→ **WHAT YOU WILL DO**
Give the data a second time, exactly and in full.

-------- RECORDS FOR THE EXERCISE --------

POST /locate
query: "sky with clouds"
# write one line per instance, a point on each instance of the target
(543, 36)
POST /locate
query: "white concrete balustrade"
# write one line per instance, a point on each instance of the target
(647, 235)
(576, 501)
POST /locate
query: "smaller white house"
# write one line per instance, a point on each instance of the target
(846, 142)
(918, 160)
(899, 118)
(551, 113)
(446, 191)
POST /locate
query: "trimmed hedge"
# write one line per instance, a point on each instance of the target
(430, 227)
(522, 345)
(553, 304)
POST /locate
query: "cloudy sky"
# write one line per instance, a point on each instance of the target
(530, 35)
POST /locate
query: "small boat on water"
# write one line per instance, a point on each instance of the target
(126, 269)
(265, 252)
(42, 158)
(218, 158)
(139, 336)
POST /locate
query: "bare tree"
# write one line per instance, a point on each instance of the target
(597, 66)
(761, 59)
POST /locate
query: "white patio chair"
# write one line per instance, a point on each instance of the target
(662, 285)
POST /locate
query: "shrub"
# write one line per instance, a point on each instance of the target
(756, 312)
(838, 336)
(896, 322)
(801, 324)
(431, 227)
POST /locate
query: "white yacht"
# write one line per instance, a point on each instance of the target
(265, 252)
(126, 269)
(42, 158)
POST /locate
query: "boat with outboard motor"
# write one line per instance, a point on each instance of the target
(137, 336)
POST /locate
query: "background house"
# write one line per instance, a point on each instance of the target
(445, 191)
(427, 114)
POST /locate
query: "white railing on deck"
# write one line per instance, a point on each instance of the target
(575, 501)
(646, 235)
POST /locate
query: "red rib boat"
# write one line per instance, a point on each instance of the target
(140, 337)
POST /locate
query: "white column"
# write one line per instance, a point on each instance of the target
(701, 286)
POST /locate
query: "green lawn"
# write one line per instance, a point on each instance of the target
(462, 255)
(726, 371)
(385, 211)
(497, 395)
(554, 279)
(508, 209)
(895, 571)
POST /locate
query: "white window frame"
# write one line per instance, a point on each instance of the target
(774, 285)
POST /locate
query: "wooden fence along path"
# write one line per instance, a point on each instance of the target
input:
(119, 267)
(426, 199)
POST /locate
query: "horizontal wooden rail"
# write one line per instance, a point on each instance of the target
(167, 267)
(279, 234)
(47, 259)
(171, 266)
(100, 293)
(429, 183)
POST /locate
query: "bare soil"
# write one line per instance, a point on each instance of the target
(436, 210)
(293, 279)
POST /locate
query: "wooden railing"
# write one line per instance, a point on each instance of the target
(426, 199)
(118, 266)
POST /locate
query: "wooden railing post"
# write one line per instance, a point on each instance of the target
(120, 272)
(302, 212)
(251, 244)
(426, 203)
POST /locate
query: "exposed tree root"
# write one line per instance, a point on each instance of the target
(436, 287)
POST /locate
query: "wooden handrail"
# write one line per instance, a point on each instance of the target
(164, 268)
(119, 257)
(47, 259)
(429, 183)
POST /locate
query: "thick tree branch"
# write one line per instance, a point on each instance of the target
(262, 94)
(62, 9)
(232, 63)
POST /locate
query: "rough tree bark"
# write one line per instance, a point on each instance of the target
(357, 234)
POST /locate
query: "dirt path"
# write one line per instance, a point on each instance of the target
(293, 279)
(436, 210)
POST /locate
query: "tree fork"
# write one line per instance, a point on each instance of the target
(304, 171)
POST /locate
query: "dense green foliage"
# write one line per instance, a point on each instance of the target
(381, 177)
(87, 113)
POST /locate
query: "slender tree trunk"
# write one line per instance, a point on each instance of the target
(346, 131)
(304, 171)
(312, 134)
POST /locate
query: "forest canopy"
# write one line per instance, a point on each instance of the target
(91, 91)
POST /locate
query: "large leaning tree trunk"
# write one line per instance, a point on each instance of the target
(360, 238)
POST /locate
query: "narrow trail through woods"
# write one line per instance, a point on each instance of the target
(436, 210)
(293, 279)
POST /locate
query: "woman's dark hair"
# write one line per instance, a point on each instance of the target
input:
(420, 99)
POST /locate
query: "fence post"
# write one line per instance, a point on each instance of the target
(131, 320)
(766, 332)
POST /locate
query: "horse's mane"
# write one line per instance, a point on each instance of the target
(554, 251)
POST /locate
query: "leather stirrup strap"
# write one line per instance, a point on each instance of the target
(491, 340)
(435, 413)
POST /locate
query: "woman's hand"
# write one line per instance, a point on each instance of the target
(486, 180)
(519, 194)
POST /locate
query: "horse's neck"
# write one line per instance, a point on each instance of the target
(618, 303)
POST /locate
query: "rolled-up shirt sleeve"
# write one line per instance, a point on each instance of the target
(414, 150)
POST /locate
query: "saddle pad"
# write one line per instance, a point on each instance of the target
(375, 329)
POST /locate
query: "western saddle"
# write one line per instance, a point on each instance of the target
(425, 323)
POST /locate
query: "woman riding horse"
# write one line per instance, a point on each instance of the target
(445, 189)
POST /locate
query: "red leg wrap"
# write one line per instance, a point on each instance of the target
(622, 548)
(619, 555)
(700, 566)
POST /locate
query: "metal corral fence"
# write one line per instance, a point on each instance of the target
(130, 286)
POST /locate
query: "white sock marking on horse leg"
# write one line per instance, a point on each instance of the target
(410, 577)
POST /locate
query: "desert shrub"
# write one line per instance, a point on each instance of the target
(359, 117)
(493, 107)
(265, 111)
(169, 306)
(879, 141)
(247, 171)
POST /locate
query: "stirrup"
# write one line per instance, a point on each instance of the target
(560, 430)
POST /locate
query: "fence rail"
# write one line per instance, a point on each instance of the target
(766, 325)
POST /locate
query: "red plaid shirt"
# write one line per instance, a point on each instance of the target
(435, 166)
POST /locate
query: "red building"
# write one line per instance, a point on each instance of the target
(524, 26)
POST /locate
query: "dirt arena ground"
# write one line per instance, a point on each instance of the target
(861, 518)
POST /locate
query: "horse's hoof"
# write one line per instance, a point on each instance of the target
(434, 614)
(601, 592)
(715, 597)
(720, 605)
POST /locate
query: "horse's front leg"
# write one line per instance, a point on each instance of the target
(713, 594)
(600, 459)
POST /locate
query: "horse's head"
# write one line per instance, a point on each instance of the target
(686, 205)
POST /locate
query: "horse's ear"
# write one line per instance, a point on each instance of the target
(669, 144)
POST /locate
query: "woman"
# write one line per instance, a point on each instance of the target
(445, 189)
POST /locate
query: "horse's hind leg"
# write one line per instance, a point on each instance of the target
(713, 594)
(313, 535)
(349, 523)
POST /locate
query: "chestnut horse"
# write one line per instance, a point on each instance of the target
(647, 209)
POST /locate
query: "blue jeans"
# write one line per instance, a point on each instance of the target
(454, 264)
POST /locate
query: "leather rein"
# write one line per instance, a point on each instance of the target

--------

→ **SOLUTION TO THIS PROBLEM**
POST /locate
query: "sky with clouds"
# write one line per instance, a point on each instance of the target
(543, 36)
POST /locate
query: "white concrete balustrade"
# write one line per instance, a point on each instance of the target
(647, 235)
(576, 501)
POST /locate
query: "smaller white house"
# write one line per instance, a point on each instance of the target
(846, 142)
(918, 160)
(899, 118)
(551, 113)
(446, 191)
POST /locate
query: "trimmed hedge"
# write one line per instance, a point on each instance of the target
(430, 227)
(522, 345)
(553, 304)
POST /locate
query: "cloudy sky"
# write one line per instance, a point on each instance of the target
(530, 35)
POST /locate
query: "small boat on water"
# write one line per instance, a point on each instance of the target
(126, 269)
(265, 252)
(42, 158)
(218, 158)
(139, 336)
POST /locate
query: "bare tree"
# write one line per instance, a point on each instance of the target
(597, 66)
(761, 59)
POST /locate
query: "white patio chair"
# write one line per instance, a point on each instance of the target
(662, 285)
POST /locate
query: "shrub"
# write one line per instance, a point on each instance of the target
(756, 312)
(838, 336)
(896, 322)
(801, 324)
(431, 227)
POST /locate
query: "white yacht"
# write one line per instance, a point on each instance of the target
(265, 252)
(126, 269)
(42, 158)
POST /locate
query: "boat with outboard motor"
# write one line per instance, a point on each instance of the target
(137, 336)
POST /locate
query: "background house"
# write one line per instance, a point on each instance of the target
(445, 191)
(427, 114)
POST /locate
query: "white railing on deck"
# write one line per instance, a point on each instance of the target
(575, 501)
(646, 235)
POST /locate
query: "red rib boat"
# write one line per instance, a point on each instance of the target
(140, 337)
POST /locate
query: "white column"
# write one line per instance, a point on each instance of the target
(701, 286)
POST /locate
query: "green lawn"
# write one line per instance, a point on each instance of the target
(462, 255)
(726, 371)
(385, 211)
(497, 395)
(554, 279)
(508, 209)
(895, 571)
POST /locate
query: "white window frame"
# write one line per instance, a point on each instance of the target
(774, 285)
POST /locate
query: "wooden fence along path"
# write one line per instance, a point on each instance of the target
input:
(119, 267)
(426, 199)
POST /locate
query: "horizontal wooden rail"
# write one line per instance, a point on each instance of the target
(167, 267)
(279, 234)
(47, 259)
(171, 266)
(100, 293)
(429, 183)
POST /locate
query: "bare soil"
# write one line per instance, a point on each instance of the target
(436, 210)
(293, 279)
POST /locate
query: "wooden railing"
# write one line per instance, a point on each instance of the target
(426, 199)
(118, 266)
POST /locate
query: "wooden railing post"
# write one line per instance, a point on each instance of the target
(120, 272)
(302, 212)
(251, 244)
(426, 203)
POST /locate
query: "exposed tree root"
# write one line per instance, a point on each instance of the target
(436, 287)
POST /locate
query: "wooden handrail"
# write one line per instance, a point on each instance of the target
(164, 268)
(119, 257)
(47, 259)
(429, 183)
POST /locate
query: "thick tree branch"
# write one line per instance, a point on each instance of the target
(262, 94)
(62, 9)
(232, 63)
POST /locate
query: "rough tree bark"
# write one line per instance, a point on each instance of the target
(357, 234)
POST /locate
query: "dirt path"
# write one line per instance, a point on each instance of the target
(293, 279)
(436, 210)
POST /locate
query: "tree fork"
# write one line per instance, a point on each instance of the target
(304, 171)
POST /locate
query: "dense green foliage"
# write one line per instance, a point on each instance of the target
(381, 177)
(87, 113)
POST /locate
query: "slender tree trunk"
# write one line per instance, a point on each instance of the target
(346, 131)
(304, 171)
(312, 134)
POST /locate
query: "forest canopy"
# write one line per instance, a point on each instance of the target
(91, 91)
POST /locate
query: "large leaning tree trunk"
# write one line per instance, a point on each instance of the target
(360, 238)
POST /locate
query: "narrow trail through woods"
# write one line per instance, a point on each instance of the target
(436, 210)
(293, 279)
POST /locate
query: "woman's dark hair"
# write one line per instance, a point on each instance of the target
input:
(420, 99)
POST /locate
query: "fence post"
# write one line per instance, a point on each instance of the target
(131, 320)
(766, 332)
POST /locate
query: "horse's mane"
# write one line per instance, a point on each instance of the target
(554, 251)
POST /locate
query: "leather stirrup strap"
# write one line per instance, a point on each instance of the target
(491, 340)
(435, 413)
POST /locate
query: "woman's hand"
# write one line per instance, a point on each instance of the target
(486, 180)
(519, 194)
POST /locate
query: "horse's neck"
# write one line per instance, a point on each instance of the target
(618, 303)
POST /locate
query: "rolled-up shirt sleeve"
# write one line per instance, a point on each instance of the target
(414, 150)
POST /locate
query: "saddle pad"
# write one line per instance, a point on each instance of the target
(375, 329)
POST /locate
query: "western saddle"
# write one line per instance, a point on each instance of the target
(425, 323)
POST /locate
query: "woman riding horse"
# write one line per instance, a point on each instance of the target
(445, 189)
POST /locate
query: "red leg wrap"
# write one line per instance, a point on each instance of the target
(622, 548)
(619, 555)
(700, 566)
POST /locate
query: "metal corral fence"
# write one line per instance, a point on each instance of the target
(130, 286)
POST /locate
query: "white sock marking on horse leg"
# write one line per instance, a point on each instance of the target
(410, 577)
POST /locate
query: "desert shrub"
# write one line per instance, a point on each instance of the target
(359, 117)
(493, 107)
(265, 111)
(169, 306)
(879, 141)
(247, 171)
POST /locate
query: "stirrup"
# write one line per instance, a point on each instance of the target
(560, 430)
POST /locate
query: "fence rail"
# write one line per instance, a point on each instance of the target
(766, 325)
POST /locate
query: "red plaid shirt"
# write one line per instance, a point on each instance of the target
(435, 166)
POST /locate
query: "red building"
# write one line per instance, a point on each instance of the target
(524, 26)
POST /locate
query: "dirt arena ground"
# write one line per instance, a point on each instance of the target
(861, 518)
POST /locate
query: "horse's hoof"
# write one line per instance, a point on each instance of the target
(434, 614)
(601, 592)
(715, 597)
(720, 605)
POST /locate
query: "horse's front leg"
# write one line per instance, a point on each instance of the target
(713, 594)
(600, 459)
POST /locate
query: "horse's head"
# write one line per instance, a point on each instance of the target
(686, 205)
POST /locate
query: "horse's ear"
# write one line per instance, a point on each instance of the target
(669, 144)
POST /locate
query: "woman"
# write one line per instance, a point on each instance of the target
(445, 189)
POST /locate
query: "horse's hind leg"
# write one line per instance, a point on each instance of the target
(713, 594)
(313, 535)
(349, 523)
POST /locate
query: "chestnut horse"
# write one line per instance, a point on each instance of the target
(647, 209)
POST /locate
query: "blue jeans"
# write one line per instance, a point on each instance of the target
(454, 264)
POST /locate
query: "leather rein"
# write one line per instance, a point on each instance of the target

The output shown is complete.